-------- Listing --------
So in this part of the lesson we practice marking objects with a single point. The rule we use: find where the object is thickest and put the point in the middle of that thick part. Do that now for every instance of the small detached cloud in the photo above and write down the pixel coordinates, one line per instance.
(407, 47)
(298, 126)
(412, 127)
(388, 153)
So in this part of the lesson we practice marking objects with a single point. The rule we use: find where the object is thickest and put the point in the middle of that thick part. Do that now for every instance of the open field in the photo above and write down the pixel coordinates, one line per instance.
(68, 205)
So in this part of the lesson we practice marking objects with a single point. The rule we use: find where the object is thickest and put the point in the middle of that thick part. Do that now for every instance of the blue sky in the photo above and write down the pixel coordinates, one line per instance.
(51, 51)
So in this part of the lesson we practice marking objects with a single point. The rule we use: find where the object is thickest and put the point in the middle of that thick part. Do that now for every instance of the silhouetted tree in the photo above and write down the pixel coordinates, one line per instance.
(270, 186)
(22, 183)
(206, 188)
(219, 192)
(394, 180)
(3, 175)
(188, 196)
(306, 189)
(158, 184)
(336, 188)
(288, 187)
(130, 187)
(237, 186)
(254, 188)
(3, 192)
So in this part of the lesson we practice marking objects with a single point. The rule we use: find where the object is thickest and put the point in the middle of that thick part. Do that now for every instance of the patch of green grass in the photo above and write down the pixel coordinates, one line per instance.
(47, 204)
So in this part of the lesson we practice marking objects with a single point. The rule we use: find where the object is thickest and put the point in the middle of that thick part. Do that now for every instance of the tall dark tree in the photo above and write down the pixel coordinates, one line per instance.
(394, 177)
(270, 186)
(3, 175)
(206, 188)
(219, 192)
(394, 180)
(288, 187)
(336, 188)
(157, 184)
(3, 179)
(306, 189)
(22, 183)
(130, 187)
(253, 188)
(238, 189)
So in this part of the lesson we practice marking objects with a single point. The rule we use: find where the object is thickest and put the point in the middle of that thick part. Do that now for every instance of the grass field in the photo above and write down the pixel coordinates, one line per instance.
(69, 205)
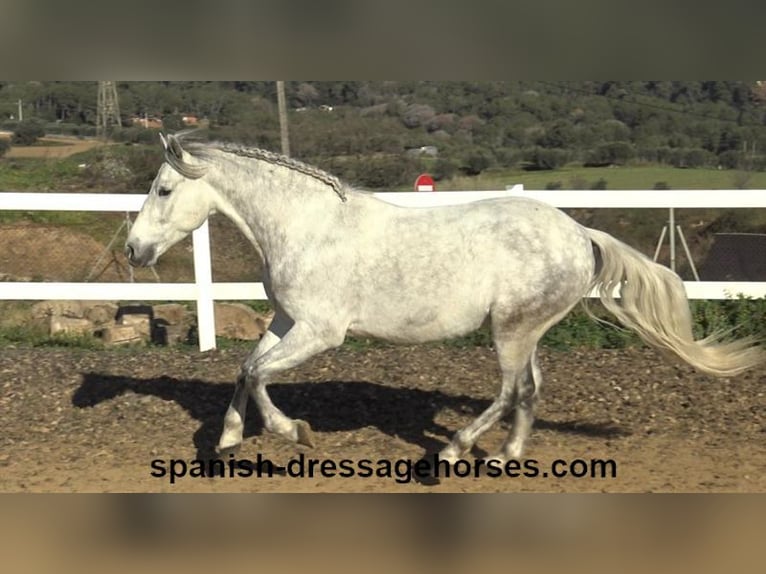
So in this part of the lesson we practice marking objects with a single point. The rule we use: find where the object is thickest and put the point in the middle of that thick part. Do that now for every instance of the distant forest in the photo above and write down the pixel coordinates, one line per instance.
--------
Your instructions: Starting at the line containing "of the tall", write out each line through the last one in the listing above, inclusive, and nothing else. Pictures are excluded from the copy.

Answer to this task:
So in this part of the lesson we practice marking objects with a single point. The rule we use: find where the object is thickest and put the point in the middle of that thick part. Do that now for every instance of the tall dark tree in the photo above and write down the pixel coordinates, one line per instance.
(394, 177)
(270, 186)
(3, 175)
(206, 188)
(219, 192)
(394, 180)
(288, 187)
(336, 188)
(157, 184)
(3, 179)
(306, 189)
(22, 183)
(130, 187)
(253, 188)
(238, 189)
So in this part of the lesson we practice marking objects with a single point. The rule we use: find where the object is thickest and put the point in the middle of that thick part. Do that now for every instance of the grass field in the photo above and write down the pixel coordinates, one line per instance.
(69, 205)
So in this part of the lesson we practice marking objects with a single point. The rule we use: find where the object is thickest and put the point in the middle of that thick part. Do that now for every instance of the distant forest in the photo above and write down the pixel coordinates, one line per instance.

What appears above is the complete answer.